PAGE TEXT >>
_ _ _ _ _
Post by Mark Sirota »

fmw42 wrote:
I would not be surprised it may be that it is actually engineered to be 90 degrees, but with 57mm being a near approximation (for advertising). We would need to know for certain!
Actually the specs on the reference page say it is nearly 90 degree field of view and give a specific focal length of 57. So one has to believe what they say and not infer too much. The f stop is well defined and so is the focal length which is related to it. So I would tend to believe that rather than assuming that the fov is truly 90 degrees.
The only really firm characteristic of a film-based pinhole camera is the focal length. The angle of view may vary, as especially with roll film many cameras allow this to be changed when you load the film, and scans may not cover the entire frame.

So focal length is the safest number. But it's generally measured in millimeters, and we need it in pixels. Scan resolution is measured in pixels per inch, so it can be converted to pixels... But the scan resolution metadata may have been stripped from the file before it gets to ImageMagick.
_ _ _ _ _
EXCERPTED DATA >>
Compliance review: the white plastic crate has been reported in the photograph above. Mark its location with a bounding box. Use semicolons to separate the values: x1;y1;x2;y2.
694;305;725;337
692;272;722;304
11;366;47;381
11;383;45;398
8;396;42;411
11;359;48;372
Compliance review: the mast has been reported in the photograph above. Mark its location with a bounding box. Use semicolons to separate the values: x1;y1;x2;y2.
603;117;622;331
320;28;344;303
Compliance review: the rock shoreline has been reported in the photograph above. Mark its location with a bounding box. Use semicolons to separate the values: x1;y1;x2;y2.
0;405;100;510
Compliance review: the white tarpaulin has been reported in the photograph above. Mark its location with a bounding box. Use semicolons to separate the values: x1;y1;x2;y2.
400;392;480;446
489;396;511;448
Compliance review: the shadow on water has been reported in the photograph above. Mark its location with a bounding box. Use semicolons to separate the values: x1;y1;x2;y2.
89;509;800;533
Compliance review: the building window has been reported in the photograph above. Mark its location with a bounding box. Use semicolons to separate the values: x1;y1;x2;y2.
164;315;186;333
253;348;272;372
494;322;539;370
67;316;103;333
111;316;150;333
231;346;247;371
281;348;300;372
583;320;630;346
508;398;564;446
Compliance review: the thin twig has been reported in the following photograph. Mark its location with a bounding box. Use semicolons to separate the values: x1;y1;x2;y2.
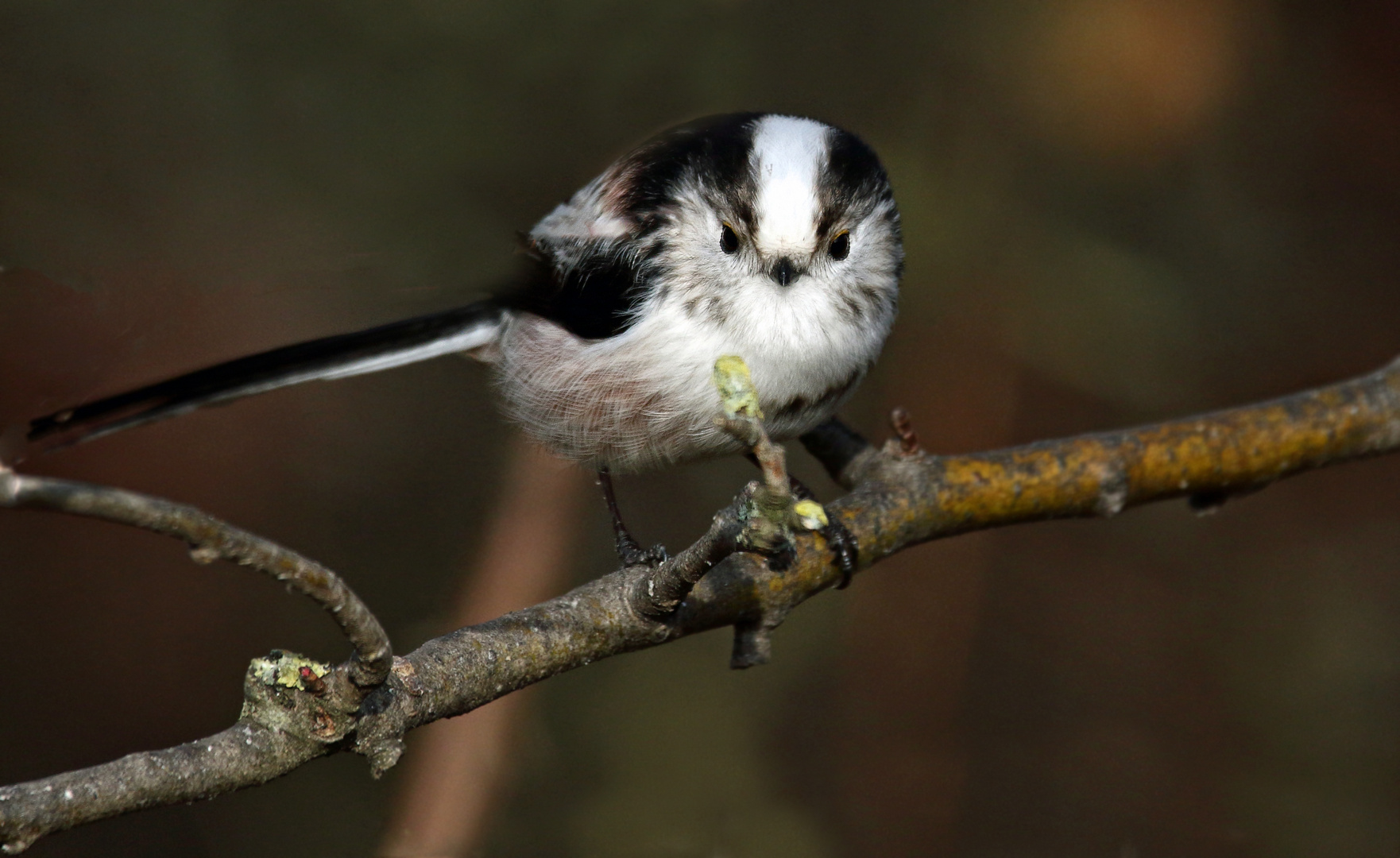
_ _ _ _ _
WRITTEN TASK >> Write the next part of the forum post on pinhole camera focal length and field of view, starting right after its final sentence.

TASK RESULT >>
So the second best number is angle of view. It's determined at film load time at worst, so the photographer should know. And if the photographer wants to be very precise it can be measured, rather than just trusting the camera manufacturer (many of these cameras are home-made anyway). Focal length is harder to measure accurately.

Also, if the input is angle of view, you can simply ensure that it's <180 before proceeding, and throw an error if it is >=180.

Thanks to everyone for taking this up. This is a great community!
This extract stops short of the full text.